* [Task brief] Reproduce all the lines below exactly and omit the images.

Extracted information Start Marker

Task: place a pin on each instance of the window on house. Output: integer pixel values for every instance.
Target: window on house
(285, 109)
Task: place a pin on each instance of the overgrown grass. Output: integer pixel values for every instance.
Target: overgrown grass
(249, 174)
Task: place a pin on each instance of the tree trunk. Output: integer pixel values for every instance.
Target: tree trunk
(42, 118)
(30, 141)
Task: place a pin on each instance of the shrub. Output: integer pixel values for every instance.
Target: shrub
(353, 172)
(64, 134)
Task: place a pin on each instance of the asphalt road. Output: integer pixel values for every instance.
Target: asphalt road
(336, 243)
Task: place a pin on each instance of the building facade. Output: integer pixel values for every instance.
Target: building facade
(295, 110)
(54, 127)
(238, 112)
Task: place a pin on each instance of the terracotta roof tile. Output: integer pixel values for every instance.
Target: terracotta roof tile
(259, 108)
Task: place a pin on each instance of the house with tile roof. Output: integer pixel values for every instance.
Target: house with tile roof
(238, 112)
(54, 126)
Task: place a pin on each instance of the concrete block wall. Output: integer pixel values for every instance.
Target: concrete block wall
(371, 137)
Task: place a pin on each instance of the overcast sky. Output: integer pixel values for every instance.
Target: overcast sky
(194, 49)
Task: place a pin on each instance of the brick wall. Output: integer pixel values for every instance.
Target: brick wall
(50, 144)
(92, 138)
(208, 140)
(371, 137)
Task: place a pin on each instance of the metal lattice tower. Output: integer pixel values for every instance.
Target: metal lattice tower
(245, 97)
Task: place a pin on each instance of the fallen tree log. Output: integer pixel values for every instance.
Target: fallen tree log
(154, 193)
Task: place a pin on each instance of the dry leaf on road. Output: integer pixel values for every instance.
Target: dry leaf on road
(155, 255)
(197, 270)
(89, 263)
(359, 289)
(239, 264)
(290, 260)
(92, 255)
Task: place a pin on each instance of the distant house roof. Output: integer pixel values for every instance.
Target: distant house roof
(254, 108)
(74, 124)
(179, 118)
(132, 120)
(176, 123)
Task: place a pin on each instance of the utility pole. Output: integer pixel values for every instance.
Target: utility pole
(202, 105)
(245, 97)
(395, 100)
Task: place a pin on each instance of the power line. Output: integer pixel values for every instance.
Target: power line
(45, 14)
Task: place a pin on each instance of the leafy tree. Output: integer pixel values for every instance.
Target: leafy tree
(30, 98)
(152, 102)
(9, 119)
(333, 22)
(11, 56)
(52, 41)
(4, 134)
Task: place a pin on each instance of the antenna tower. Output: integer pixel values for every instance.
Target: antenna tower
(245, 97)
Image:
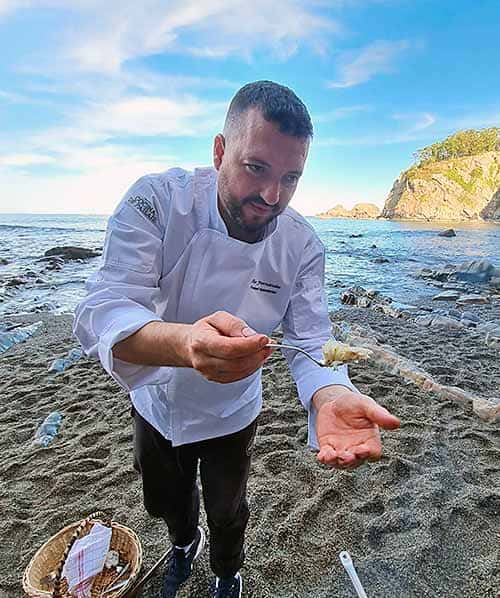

Extracted information End Marker

* [Written solution]
Task: place a pin on each instance of the window on house. Output: integer pixel values for every instance.
Target: window on house
(285, 109)
Task: place a pin on each instance of the overgrown grass. Output: integer pixel values for every instance.
Target: overgrown grass
(249, 174)
Task: place a pin on each instance of the tree trunk. Output: integer pixel values for every instance.
Target: tree trunk
(42, 118)
(30, 141)
Task: place a pin on each instance of the shrub. Output: integer pixel values for every instance.
Target: shrub
(353, 172)
(64, 134)
Task: place a pin on each instance of the asphalt road. Output: integer pixel values for every instance.
Target: asphalt road
(336, 243)
Task: place a pin on each instance of the building facade. Output: integer pixel values for every instance.
Target: building facade
(295, 110)
(54, 127)
(238, 112)
Task: place a pin on each instance of the terracotta roof tile. Output: integer pixel values for every instance.
Target: terracotta roof tile
(259, 108)
Task: place a pin on each instance of the house with tile roof. Output: integer pixel values for every instance.
Target: house with tile roof
(238, 112)
(54, 126)
Task: place a pin on each instance of the concrete block wall. Output: integer pixel values for every instance.
Target: concrete block wall
(371, 137)
Task: place a pin on each instance of the overcast sky. Output: integer pixel values for every instance.
Target: overcast sky
(194, 49)
Task: place a pin on each instance of the brick wall. Output: integer pixel values for every instance.
Target: brick wall
(50, 144)
(92, 138)
(208, 140)
(371, 137)
Task: place a pin on each instance of the metal lattice tower. Output: integer pixel values for every instance.
Target: metal lattice tower
(245, 97)
Task: place a pin on each instance of the fallen tree log. Output: integer pixel values for every instance.
Target: fallen tree log
(154, 193)
Task: place a pin on each instance of the dry leaf on road. Output: integer pixel values for every instance.
Target: dry leaf on road
(155, 255)
(197, 270)
(89, 263)
(359, 289)
(239, 264)
(290, 260)
(92, 255)
Task: place a pin on each instance of the distant house roof. Output: integer pixel values for every instance.
Target: distant house roof
(254, 108)
(74, 124)
(179, 118)
(132, 120)
(176, 123)
Task: place a pin on each instance of the utility pole. Output: integer pixel values for every instance.
Target: utility pole
(202, 105)
(245, 97)
(395, 100)
Task: place a pin on each instance of the power line. Output: integer pixel values for every instance.
Target: power line
(45, 14)
Task: place a pin on each instance of the leafy tree. Output: integer pixel values for every instance.
Target: leafy tree
(30, 98)
(152, 102)
(9, 119)
(333, 22)
(11, 56)
(52, 41)
(4, 134)
Task: place a pin on each instance of the antenna tower. Output: integer pixel values for every instance.
Target: antenna tower
(245, 97)
Image:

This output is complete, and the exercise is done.